◆ EXERCISE MATERIALS:
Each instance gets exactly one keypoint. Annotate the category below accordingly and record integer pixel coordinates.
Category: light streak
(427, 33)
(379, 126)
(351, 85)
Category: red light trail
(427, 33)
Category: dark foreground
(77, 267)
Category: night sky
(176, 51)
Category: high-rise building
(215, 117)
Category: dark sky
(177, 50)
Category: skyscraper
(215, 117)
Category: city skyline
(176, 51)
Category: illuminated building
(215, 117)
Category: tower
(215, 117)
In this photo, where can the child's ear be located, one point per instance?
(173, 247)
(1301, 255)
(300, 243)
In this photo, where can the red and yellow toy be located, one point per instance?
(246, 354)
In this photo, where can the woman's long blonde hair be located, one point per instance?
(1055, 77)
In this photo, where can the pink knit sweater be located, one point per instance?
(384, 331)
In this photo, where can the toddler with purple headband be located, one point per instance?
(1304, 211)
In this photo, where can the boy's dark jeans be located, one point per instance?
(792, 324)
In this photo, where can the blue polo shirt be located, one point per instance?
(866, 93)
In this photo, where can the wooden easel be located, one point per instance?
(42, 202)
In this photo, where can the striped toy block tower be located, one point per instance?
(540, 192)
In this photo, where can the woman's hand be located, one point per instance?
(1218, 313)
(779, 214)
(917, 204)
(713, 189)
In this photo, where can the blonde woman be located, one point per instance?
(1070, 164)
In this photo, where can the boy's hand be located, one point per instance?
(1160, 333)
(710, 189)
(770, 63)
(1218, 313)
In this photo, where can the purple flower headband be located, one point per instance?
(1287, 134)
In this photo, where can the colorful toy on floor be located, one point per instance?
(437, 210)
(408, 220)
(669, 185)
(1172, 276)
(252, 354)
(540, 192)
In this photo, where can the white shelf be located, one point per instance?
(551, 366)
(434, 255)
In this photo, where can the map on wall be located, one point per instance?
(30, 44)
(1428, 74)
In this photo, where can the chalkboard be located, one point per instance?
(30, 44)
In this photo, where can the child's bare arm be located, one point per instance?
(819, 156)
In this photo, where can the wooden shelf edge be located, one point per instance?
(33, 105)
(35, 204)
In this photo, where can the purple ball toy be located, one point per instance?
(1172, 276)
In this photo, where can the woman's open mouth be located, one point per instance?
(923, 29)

* * *

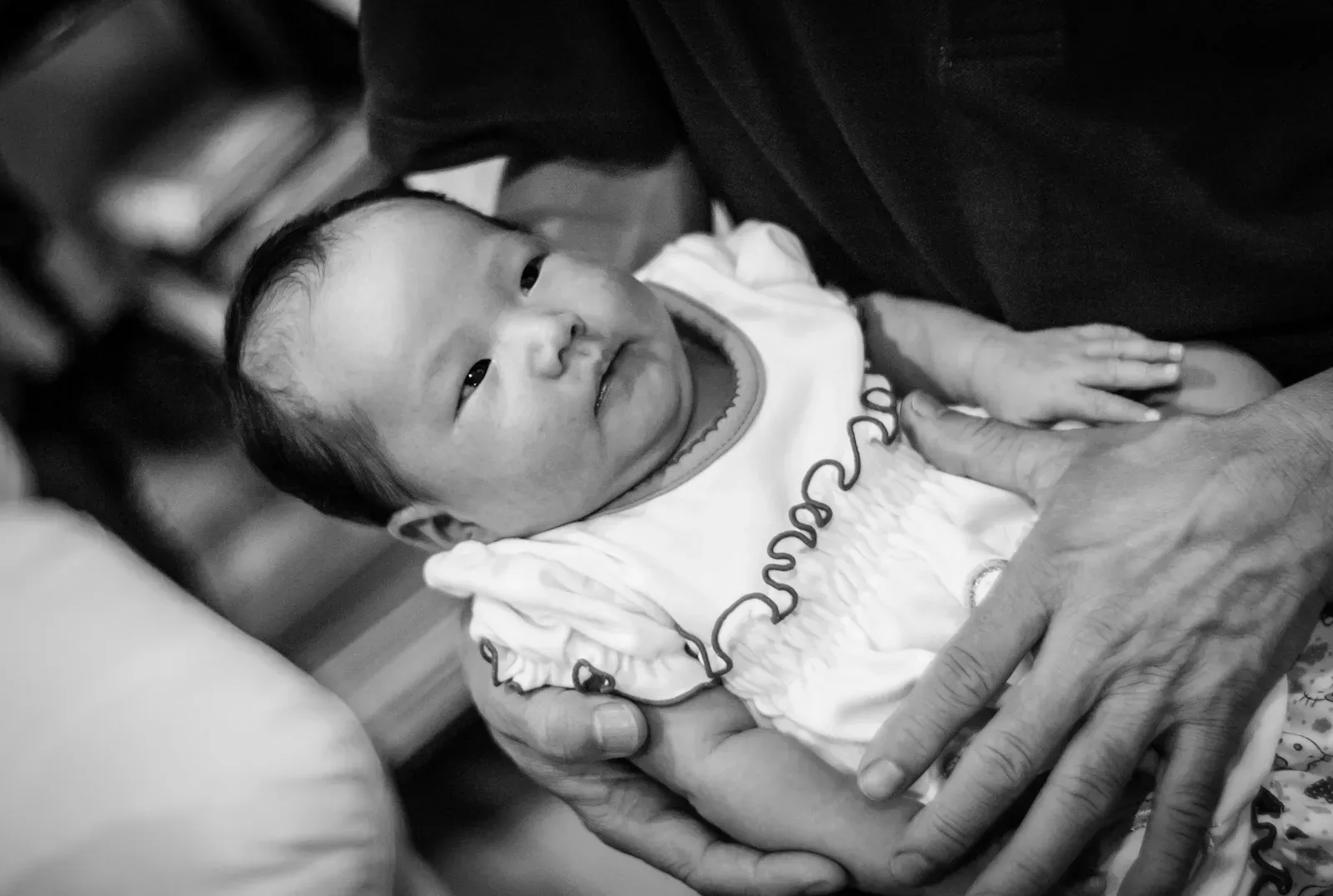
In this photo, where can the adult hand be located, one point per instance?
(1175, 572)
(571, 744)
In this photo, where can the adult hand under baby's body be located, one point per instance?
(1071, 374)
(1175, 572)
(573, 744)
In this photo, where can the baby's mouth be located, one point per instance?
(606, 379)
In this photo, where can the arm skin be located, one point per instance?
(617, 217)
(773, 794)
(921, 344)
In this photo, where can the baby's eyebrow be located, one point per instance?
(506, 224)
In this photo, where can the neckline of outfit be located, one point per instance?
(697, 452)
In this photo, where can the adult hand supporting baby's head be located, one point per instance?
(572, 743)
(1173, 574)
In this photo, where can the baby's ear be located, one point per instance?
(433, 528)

◆ PROBLEM DETAILS: Write out the data word for word, from the line with "In this photo, where can the blonde" to the line with "(1287, 134)", including both of those lines.

◆ RESULT OF THIS EXERCISE:
In this photo, where can the blonde woman be located, one point per instance?
(1070, 164)
In this photo, where can the boy's hand be located, one point per instance?
(1160, 333)
(710, 189)
(770, 63)
(1218, 313)
In this photo, where can the purple flower headband be located, one point per instance?
(1287, 134)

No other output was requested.